• EXTRACT:
=== Section Start ===
The Strange Armor of Dragon Age: The Veilguard — Bret C. Devereaux

Last time I linked to two of Devereaux’s pieces and am doing so again. Following on from his piece about sci-fi body armour we have this analysis of the armour of Dragon Age: The Veilguard.

And that actually makes a fair bit of sense: if you expect to be fighting in close combat, you hardly want anything on your person adding encumbrance or weighing you down or providing an extra easy hand-hold for someone to grab and pull at. And more to the point, your ancient or medieval soldier doesn’t need them because he has nothing to put in a bag or pouch that he needs to grab in combat. His primary weapon and shields, after all, are carried in his hands, his armor is worn on his person, his backup weapon is in a scabbard at his waist…and that’s it. Archers might carry arrows in a quiver, of course and slingers stones in a small bag, but that’s just one small container of clear and distinct purpose, generally at the waist. This is just a design feature one does not find in the kind of technological environment posited in these games.


Coinage and the Tyranny of Fantasy ‘Gold’ — Bret C. Devereaux

And the second on the logic of “gold” as a generic currency in fantasy settings compared to historical reality of money and coinage.

But part of the reason these coinage systems work they way they do is that they operated in societies in which a lot of economic activity was non-monetary or at least, non-coinage. And here, we should go back to our ‘money’ vs. ‘currency’ or ‘coinage:’ remember, money came first. So let’s say you live in a small community – like a peasant village working beneath a large landholder’s manor – and you need to transact some things, but you don’t have any actual silver because coins are scarce and valuable (and being a subsistence farmer, you grow most of what you need yourself), how do you do it? Well, one way is to do it ‘on accounts’ – you need wool and so when the shepherds come down from the hills, you trade for some of their wool during the shearing with a family you know and both you and they make a mental note that you owe them for the wool. You might express that amount of debt in silver (as a unit weight – see how we get to coinage as a pre-measured weight of silver?) but there’s no reason to measure out silver (even if you had any) because you see these folks every year and next time they’ll ask you for some grain and so on.
=== Section End ===
• DATA FOR REVIEW:
=== Section Start ===
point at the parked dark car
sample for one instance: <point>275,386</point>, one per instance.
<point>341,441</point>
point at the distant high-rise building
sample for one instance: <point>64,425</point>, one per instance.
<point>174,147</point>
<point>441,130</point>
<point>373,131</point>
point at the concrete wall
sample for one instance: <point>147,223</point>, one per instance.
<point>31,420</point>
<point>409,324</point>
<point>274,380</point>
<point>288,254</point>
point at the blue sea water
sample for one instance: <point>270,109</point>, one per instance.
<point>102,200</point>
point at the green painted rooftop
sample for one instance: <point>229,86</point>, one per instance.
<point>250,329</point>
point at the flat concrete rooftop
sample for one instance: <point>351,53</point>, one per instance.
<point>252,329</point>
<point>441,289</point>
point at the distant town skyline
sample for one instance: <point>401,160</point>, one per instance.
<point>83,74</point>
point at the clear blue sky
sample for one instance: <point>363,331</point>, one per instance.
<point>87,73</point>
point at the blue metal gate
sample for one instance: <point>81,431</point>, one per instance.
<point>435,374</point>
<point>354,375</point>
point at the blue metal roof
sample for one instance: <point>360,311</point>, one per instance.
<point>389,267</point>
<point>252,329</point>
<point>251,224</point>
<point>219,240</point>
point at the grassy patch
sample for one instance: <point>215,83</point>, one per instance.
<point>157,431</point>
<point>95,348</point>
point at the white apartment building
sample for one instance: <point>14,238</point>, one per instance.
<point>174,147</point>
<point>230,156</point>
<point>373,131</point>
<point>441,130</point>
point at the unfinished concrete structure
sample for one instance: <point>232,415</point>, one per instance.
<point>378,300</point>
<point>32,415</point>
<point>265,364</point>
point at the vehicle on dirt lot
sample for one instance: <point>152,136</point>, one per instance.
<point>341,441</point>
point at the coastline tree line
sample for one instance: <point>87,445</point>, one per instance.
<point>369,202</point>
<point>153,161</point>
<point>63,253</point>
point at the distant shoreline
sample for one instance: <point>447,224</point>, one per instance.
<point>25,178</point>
=== Section End ===
=== Section Start ===
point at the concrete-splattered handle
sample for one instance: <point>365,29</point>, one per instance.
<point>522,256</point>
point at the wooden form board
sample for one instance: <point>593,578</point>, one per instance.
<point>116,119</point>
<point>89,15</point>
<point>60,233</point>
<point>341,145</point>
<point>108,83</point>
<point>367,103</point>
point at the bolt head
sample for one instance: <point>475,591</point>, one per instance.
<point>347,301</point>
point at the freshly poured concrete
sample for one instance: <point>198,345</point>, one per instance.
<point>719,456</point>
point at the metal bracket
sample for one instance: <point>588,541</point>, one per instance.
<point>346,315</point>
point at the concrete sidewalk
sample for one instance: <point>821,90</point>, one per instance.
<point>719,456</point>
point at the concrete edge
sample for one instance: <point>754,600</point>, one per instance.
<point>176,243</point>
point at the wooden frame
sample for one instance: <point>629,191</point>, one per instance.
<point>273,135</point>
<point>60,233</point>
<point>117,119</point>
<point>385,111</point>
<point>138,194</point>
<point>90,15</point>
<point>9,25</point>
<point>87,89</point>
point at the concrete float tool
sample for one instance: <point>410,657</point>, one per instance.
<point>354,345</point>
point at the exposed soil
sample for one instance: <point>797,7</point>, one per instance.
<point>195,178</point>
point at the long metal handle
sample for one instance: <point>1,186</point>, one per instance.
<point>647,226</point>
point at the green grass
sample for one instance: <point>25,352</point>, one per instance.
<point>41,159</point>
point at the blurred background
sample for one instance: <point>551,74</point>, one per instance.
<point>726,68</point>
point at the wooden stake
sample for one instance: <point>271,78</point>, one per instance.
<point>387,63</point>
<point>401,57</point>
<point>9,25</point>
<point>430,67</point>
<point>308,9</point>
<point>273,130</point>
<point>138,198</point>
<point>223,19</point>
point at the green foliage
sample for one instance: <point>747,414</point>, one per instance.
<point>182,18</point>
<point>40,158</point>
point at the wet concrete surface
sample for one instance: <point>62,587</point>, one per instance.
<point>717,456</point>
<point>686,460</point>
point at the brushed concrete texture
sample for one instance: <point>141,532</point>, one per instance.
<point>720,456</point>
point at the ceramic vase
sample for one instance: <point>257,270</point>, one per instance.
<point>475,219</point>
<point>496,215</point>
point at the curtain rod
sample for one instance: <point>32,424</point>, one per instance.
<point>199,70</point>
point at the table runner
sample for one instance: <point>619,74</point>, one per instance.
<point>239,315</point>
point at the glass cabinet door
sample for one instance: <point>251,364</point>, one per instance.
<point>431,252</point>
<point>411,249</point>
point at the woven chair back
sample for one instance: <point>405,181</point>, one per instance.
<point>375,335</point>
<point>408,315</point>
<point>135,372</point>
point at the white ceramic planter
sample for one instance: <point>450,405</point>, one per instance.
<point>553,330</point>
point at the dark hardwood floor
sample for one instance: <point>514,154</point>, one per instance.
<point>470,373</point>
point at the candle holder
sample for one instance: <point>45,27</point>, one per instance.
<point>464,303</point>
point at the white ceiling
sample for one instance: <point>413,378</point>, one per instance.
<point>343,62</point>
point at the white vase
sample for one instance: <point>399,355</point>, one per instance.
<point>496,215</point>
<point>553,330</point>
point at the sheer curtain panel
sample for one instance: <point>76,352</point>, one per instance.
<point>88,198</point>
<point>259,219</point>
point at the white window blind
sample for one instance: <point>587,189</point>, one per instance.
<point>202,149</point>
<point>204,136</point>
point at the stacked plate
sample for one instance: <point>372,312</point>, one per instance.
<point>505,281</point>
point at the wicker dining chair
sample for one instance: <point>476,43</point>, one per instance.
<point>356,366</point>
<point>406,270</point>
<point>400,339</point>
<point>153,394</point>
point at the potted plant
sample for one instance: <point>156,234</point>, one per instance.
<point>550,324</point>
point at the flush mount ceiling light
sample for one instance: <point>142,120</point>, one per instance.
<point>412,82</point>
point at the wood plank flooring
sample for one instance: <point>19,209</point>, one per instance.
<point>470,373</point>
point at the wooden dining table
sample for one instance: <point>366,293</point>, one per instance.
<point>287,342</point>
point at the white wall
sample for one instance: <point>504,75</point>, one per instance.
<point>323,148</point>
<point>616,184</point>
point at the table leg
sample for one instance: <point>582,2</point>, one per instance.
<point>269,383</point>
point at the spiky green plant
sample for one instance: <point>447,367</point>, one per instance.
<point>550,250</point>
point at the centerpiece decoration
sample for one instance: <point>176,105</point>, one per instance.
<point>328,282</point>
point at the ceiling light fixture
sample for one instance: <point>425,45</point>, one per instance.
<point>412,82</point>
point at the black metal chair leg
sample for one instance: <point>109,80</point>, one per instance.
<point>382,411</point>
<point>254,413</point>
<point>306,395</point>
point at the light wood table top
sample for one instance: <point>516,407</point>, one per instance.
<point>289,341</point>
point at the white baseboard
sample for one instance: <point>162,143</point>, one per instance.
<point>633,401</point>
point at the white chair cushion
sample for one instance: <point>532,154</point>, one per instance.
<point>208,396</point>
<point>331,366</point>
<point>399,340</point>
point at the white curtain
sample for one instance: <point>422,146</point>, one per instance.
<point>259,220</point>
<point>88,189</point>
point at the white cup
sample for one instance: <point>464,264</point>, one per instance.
=== Section End ===
• PROBLEMS TO WORK ON:
a: Name every piece of equipment that the extract says ancient or medieval soldiers, archers, or slingers carry into combat.
b: Return the part of the extract between "The Strange Armor" and "Age: The Veilguard.", inclusive.

• RESULTS BY TASK:
a:
- Primary weapon
- Shields
- Armor
- Backup weapon (in a scabbard)
- Arrows (in a quiver)
- Stones (in a small bag)

b:
The Strange Armor of Dragon Age: The Veilguard — Bret C. Devereaux

Last time I linked to two of Devereaux’s pieces and am doing so again. Following on from his piece about sci-fi body armour we have this analysis of the armour of Dragon Age: The Veilguard.